START Data extracts

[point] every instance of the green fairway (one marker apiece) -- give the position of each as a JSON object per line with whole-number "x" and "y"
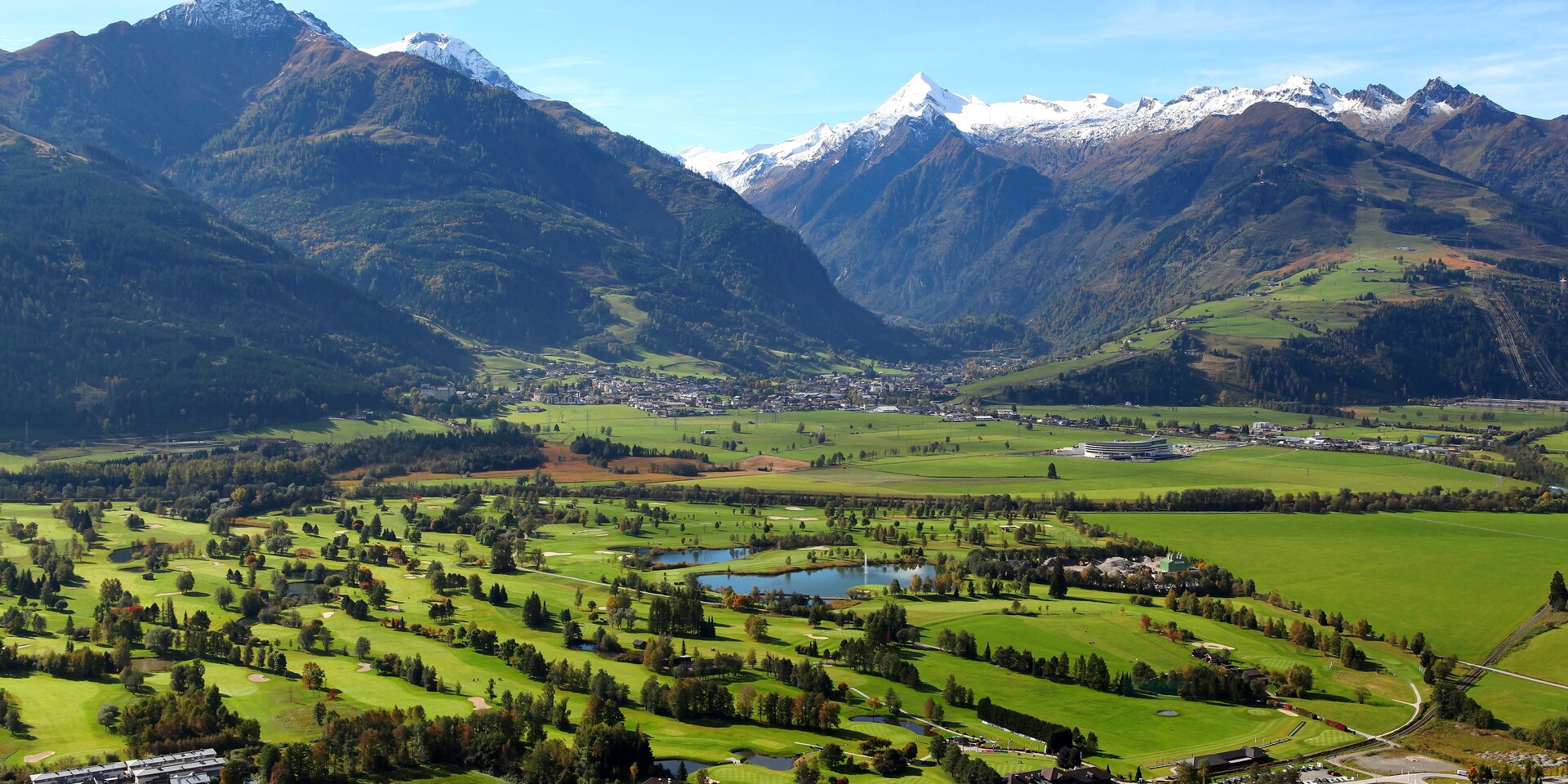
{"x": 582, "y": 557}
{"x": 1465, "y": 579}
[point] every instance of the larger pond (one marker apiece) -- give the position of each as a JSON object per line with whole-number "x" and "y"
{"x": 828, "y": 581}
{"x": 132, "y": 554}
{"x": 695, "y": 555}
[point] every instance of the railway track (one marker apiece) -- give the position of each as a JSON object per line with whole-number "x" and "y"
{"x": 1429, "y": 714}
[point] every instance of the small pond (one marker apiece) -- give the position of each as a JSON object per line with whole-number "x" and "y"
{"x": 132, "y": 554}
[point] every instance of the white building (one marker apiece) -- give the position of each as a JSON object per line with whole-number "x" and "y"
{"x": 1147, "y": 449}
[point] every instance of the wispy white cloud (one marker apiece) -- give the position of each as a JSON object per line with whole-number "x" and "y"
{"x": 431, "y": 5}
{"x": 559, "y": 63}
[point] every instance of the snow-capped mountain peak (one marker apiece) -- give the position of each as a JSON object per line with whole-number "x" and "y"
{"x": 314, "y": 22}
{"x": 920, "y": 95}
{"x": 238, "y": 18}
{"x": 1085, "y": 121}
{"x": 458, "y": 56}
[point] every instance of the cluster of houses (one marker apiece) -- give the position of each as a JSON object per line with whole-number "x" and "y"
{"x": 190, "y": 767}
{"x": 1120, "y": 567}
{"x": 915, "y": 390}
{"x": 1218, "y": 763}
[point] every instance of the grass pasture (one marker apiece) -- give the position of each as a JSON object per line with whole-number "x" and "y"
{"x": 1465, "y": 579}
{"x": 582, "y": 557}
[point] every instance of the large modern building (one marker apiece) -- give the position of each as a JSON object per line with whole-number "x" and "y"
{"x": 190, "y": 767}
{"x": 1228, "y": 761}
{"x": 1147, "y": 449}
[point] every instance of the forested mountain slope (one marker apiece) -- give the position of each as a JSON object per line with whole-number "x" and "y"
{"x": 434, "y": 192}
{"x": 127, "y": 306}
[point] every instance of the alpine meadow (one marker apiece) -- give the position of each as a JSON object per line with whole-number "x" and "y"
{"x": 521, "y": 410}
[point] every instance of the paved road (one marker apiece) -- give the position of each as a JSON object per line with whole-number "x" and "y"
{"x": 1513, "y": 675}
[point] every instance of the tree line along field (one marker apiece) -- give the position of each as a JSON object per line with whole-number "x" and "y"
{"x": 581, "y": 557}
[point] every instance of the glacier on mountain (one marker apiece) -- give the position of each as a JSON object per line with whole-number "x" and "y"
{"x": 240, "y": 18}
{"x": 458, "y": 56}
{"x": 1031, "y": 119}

END Data extracts

Instructions to follow:
Your output should consist only of the lines from the one containing "[point] every instance of the paved" to the end of the records above, each retyped exactly.

Response box:
[point] every instance of the paved road (one marker apiece) -- give the position of each as a JSON object per line with whole-number "x" and "y"
{"x": 1513, "y": 675}
[point] every instance of the tree line along field (one marker apiece) -- give the position of each as a JSON object per line with whole-number "x" and "y"
{"x": 581, "y": 557}
[point] every instance of the glacier on mountain (one marker apiece) -- give the position of each as a JSON object per line with whole-number "x" and "y"
{"x": 240, "y": 18}
{"x": 458, "y": 56}
{"x": 1031, "y": 119}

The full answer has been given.